--- 本文 ---
◇ ◇ ◇ ◇ ◇

国際政治における勢力圏とは、一国の政治・経済・軍事面における排他的影響力の及ぶ他国領土の一部または全部を言い、国際政治史のうえで厳密な意味で用いられるものとしてはアフリカにおける欧米列強の分割に先立ち、将来の先占を予想して領土権を留保した地域を指すものと、中国に対する列強の利権獲得競争が本格化する中で列強が優先的あるいは排他的な権利を所有するに至った特定地域を指すものである[1]。
影響力を持つ側と持たれる側ができる背景には、条約や協定など両者の利害に絡む正式な外交関係がある場合もある。ただしそうでなくともソフト・パワーなどによって非公式的な影響関係が生まれる場合がある。逆に正式な同盟関係においても、常に一方が他方を勢力圏に置く関係となるとは限らない。歴史上、上位に立つ勢力が勢力圏下での独占を強めるほど、紛争の火種が増え、激化する元となってきた。
勢力圏の上下関係がさらに進展すると、勢力圏に収められた国家は上位国の傀儡国家となり、さらには事実上の植民地となる場合がある。勢力圏の概念は、超大国や列強、ミドル・パワーといった国際関係上の概念の説明にも用いられる。
時には、1つの国が2つの国の勢力圏に入る場合もある。植民地時代のイギリスとロシアに挟まれたイラン(ガージャール朝)や、イギリスとフランスに挟まれたタイ(ラタナコーシン朝)が好例で、これらの国は2つの大国の間で緩衝国の役割を果たした。また第二次世界大戦後に4つの軍政区に分割され、後に東西に分裂したドイツも挙げられる。西ドイツはアメリカを中心とする北大西洋条約機構の、東ドイツはソビエト連邦を中心とするワルシャワ条約機構の一員となった。
なお、勢力圏という言葉は国際政治以外で用いられる場合もある。例えばショッピングセンターのような小売店が有している地理的な独占範囲を勢力範囲と言い表すことがある。
歴史上で勢力圏の存在を如実に見て取れる例が、19世紀後半から20世紀初頭までの中国である。この時代、イギリス、フランス、ドイツ、ロシア(後には日本)が中国の大部分を勢力圏とし、事実上の支配下に置いていた。これは、19世紀以降に列強が中国(清)に対して軍事力を背景に不平等条約を押し付けたり、極端に長期にわたる租借契約を結ばせたりした結果である[2]。
1897年12月、ドイツ皇帝ヴィルヘルム2世は中国における列強の勢力圏争いに加わり、植民地を獲得する意向を示した。 ドイツは膠州湾を租借地として得る(膠州湾租借地)とともに、山東省の鉱山採掘権や鉄道の所有権などを獲得し、この地域を勢力圏におさめた[3]。これに対しロシアは従来外モンゴル及び新疆で有していた貿易時の免税特権に加え[4]、遼寧省、吉林省、黒竜江省でドイツの例に似た経済特権を獲得した。同様にフランスが雲南省、広西省および広東省を、日本が福建省を、イギリスが長江流域およびチベットを勢力圏とした[5]。イタリアも浙江省を得ようとしたが、これは清政府に阻止された[6]。

◇ ◇ ◇ ◇ ◇

--- 入力データ ---

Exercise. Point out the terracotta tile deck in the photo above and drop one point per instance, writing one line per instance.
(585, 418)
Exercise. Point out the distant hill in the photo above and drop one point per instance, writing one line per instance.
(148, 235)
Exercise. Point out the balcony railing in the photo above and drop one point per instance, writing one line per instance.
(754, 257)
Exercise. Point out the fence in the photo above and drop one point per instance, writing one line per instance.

◇ ◇ ◇ ◇ ◇

--- 課題 ---
a) 本文のうち、「時には、1つの国が2つの国の」で始まり「力範囲と言い表すことがある。」まで続く部分を、一字も変えずに引用してください。
b) レコードの中で「drop」という語を含む行を数え、その数だけを答える。

--- 解答 ---
a)
時には、1つの国が2つの国の勢力圏に入る場合もある。植民地時代のイギリスとロシアに挟まれたイラン(ガージャール朝)や、イギリスとフランスに挟まれたタイ(ラタナコーシン朝)が好例で、これらの国は2つの大国の間で緩衝国の役割を果たした。また第二次世界大戦後に4つの軍政区に分割され、後に東西に分裂したドイツも挙げられる。西ドイツはアメリカを中心とする北大西洋条約機構の、東ドイツはソビエト連邦を中心とするワルシャワ条約機構の一員となった。
なお、勢力圏という言葉は国際政治以外で用いられる場合もある。例えばショッピングセンターのような小売店が有している地理的な独占範囲を勢力範囲と言い表すことがある。

b) 4